Stored dataset items:
..........
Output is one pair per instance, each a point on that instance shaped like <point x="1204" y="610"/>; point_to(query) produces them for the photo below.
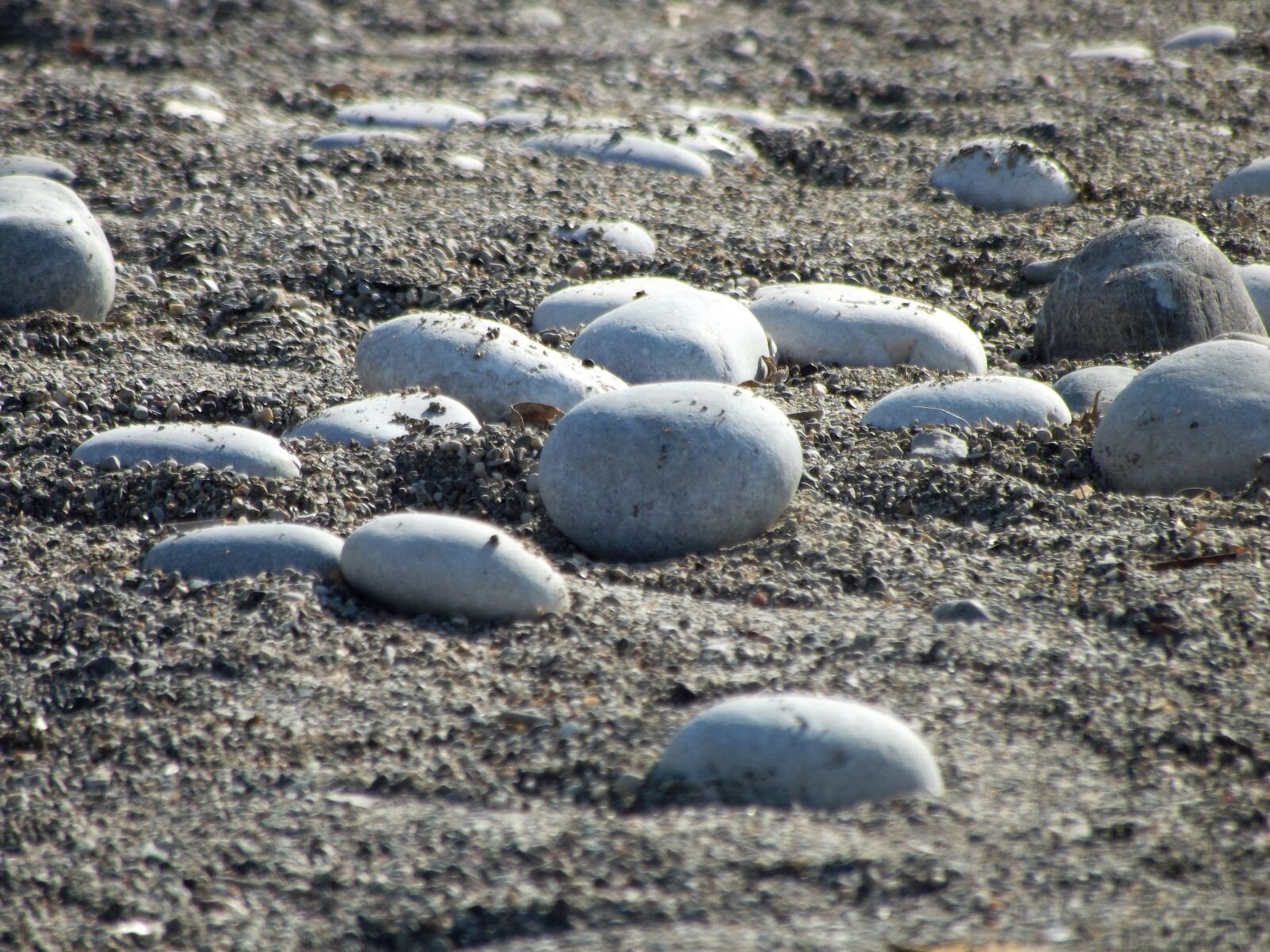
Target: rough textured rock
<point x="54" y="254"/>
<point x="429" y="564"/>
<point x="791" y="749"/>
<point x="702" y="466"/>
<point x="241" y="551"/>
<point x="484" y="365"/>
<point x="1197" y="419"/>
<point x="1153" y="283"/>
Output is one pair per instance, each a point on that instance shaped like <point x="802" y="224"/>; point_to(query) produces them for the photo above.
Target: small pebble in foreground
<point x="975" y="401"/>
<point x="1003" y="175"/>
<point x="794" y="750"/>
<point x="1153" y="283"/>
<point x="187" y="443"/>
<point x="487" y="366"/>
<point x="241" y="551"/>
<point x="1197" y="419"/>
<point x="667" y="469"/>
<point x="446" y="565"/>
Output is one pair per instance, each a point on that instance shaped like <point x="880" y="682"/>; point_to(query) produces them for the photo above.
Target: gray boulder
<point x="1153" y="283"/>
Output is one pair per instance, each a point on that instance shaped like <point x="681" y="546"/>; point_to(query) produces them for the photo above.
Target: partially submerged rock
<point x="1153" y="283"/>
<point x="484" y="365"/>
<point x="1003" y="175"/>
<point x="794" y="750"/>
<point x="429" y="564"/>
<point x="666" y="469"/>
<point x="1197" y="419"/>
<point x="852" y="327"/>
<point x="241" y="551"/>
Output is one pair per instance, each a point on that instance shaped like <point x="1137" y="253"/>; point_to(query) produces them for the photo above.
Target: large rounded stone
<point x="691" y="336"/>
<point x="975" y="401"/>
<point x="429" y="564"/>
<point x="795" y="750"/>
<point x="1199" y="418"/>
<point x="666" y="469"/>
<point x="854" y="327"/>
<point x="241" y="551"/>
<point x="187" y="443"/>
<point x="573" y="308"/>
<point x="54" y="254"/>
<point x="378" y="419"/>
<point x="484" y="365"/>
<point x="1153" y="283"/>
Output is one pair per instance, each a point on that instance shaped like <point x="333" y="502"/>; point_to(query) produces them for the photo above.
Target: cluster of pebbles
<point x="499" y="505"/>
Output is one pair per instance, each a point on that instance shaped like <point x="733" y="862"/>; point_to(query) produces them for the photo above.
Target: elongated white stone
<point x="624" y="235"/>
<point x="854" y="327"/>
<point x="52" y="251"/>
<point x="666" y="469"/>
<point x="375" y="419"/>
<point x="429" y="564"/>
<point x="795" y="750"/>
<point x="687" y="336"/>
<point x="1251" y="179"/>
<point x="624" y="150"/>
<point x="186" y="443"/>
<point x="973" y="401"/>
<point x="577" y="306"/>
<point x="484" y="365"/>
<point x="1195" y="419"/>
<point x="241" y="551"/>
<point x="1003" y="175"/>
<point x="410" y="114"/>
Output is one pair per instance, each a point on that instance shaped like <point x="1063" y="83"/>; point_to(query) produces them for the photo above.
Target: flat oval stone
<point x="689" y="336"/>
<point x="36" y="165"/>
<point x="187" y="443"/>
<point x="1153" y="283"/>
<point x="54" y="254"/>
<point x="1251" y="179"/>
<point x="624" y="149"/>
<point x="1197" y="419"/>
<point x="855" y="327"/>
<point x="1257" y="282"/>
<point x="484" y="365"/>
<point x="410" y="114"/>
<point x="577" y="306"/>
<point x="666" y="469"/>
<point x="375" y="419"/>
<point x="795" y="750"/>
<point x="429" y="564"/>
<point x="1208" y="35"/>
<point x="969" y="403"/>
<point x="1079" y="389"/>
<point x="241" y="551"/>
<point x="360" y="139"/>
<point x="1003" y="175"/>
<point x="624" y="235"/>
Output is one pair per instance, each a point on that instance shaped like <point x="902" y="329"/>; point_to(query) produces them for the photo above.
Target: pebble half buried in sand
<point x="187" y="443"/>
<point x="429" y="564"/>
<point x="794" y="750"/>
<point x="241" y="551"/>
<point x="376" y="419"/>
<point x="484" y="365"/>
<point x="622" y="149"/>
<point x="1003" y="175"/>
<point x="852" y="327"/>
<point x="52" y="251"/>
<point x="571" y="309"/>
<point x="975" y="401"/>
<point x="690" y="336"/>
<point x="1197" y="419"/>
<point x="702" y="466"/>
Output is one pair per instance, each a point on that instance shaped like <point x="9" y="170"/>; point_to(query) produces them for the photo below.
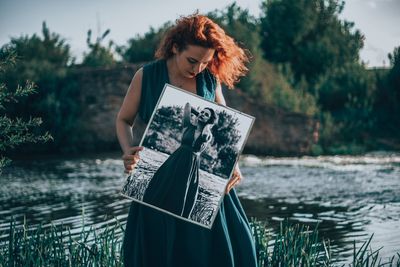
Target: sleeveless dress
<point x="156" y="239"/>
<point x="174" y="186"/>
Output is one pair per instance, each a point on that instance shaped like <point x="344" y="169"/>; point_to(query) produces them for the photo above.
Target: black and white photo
..........
WHAT TO PRODUCE.
When you find the line that contains "Target: pebble half buried in sand", retype it and every line after it through the end of the data above, exactly, with no pictures.

TASK OUTPUT.
Target: pebble half buried in sand
<point x="187" y="443"/>
<point x="429" y="564"/>
<point x="794" y="750"/>
<point x="241" y="551"/>
<point x="376" y="419"/>
<point x="484" y="365"/>
<point x="622" y="149"/>
<point x="1003" y="175"/>
<point x="852" y="327"/>
<point x="52" y="251"/>
<point x="571" y="309"/>
<point x="975" y="401"/>
<point x="690" y="336"/>
<point x="1197" y="419"/>
<point x="702" y="466"/>
Output is one pair per instance, each a point on that instance shaped like <point x="9" y="170"/>; point_to(query) produces them for the photo below.
Target: sleeveless dress
<point x="156" y="239"/>
<point x="174" y="186"/>
Output is one pair per instance, each a point on that instance shaped like <point x="344" y="169"/>; point_to(query) produces them for the photo above.
Target: black and white photo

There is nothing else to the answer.